STATED GOAL: Could you rewrite every line of the items, starting at the line that has "Return one point per instance of the small" and stopping after the line that has "x=652 y=244"? Scale each x and y coordinate in the answers by 0.75, round to whole numbers with halves going up, and leave all other text unchanged.

──────── GIVEN RECORDS ────────

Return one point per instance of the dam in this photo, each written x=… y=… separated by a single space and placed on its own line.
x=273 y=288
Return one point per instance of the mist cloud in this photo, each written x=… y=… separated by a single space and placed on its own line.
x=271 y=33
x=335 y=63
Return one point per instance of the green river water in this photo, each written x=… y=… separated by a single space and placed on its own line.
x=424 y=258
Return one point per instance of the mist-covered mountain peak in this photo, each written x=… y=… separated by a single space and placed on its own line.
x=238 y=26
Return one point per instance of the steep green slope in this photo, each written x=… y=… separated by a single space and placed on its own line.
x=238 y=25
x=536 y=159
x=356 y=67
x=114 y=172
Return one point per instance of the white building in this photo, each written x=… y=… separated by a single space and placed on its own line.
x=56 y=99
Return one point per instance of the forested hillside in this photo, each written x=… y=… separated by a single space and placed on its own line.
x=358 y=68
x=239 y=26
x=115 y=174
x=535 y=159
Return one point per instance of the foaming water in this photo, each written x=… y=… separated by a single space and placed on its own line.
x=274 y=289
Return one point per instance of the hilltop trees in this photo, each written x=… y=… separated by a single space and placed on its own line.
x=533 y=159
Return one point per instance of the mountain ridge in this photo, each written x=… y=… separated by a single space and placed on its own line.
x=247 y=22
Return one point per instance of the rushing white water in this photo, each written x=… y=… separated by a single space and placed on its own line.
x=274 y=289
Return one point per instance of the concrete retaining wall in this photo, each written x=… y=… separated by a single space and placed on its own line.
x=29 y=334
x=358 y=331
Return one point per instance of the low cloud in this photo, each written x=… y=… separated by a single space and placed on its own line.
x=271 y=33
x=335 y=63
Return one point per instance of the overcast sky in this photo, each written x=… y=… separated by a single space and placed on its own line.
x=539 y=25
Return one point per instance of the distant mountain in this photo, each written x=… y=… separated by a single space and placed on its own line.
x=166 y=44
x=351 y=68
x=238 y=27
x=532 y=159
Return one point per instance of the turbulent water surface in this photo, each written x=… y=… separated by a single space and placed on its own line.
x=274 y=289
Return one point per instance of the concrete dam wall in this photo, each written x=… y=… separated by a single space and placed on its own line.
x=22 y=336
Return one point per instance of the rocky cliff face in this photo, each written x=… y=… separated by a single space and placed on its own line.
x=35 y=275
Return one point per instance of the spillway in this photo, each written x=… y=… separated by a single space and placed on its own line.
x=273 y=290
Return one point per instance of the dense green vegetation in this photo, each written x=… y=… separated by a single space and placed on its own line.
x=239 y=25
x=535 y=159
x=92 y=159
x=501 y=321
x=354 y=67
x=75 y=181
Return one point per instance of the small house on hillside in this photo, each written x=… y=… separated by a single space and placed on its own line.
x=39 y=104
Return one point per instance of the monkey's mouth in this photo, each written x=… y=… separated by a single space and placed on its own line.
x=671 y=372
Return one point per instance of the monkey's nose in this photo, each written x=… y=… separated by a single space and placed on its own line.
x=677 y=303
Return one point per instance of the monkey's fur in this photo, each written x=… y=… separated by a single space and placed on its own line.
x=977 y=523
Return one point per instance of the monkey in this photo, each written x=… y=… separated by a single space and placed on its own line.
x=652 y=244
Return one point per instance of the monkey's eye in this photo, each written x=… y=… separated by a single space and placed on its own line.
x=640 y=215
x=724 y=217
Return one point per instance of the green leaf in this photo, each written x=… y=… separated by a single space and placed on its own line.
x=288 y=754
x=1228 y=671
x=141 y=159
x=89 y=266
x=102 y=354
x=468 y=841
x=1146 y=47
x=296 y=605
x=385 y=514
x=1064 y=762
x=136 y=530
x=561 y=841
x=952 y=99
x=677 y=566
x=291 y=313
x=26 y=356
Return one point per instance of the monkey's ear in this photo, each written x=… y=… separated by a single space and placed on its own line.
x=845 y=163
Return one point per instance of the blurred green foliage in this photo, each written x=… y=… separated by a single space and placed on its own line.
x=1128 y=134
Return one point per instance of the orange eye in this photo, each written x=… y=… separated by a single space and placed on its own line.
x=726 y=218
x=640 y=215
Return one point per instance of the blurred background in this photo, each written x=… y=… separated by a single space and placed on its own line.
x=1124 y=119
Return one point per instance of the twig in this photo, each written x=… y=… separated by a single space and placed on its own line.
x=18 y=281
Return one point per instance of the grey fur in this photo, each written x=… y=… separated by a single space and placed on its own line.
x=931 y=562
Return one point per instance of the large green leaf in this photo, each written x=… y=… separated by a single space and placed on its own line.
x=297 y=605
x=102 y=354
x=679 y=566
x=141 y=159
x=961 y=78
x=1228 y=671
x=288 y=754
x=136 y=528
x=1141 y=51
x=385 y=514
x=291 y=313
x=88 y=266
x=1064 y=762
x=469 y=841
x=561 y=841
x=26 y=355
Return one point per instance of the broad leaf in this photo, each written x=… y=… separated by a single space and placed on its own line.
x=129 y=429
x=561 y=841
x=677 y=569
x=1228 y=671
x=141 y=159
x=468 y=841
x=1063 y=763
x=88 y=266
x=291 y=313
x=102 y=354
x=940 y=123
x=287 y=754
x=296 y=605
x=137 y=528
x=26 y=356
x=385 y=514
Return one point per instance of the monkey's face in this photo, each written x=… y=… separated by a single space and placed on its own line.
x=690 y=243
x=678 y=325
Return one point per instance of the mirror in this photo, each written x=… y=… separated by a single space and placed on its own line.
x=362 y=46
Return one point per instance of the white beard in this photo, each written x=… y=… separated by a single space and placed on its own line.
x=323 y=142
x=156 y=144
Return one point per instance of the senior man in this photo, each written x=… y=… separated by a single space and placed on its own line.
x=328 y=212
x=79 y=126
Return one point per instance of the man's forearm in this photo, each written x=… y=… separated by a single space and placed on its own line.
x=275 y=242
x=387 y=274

────────

OUTPUT BELOW:
Return one point per instance of the small house on hillside in this photo, each written x=… y=… separated by a single space and placed on its own line.
x=29 y=78
Return one point per instance of the monkey's mouth in this photo, each written x=… y=… separated by a single space and placed on its own line.
x=503 y=279
Return one point per instance of the monkey's nose in this photo, each written x=… y=… separated by a single space and placed on its own line.
x=508 y=227
Return one point per instance of the monkey's fur in this photo, each written x=… y=… separated by a single space and placed on its own line.
x=733 y=392
Return one point per instance of the monkey in this photo, each written x=… y=… separated by a single space and placed on its own line.
x=489 y=183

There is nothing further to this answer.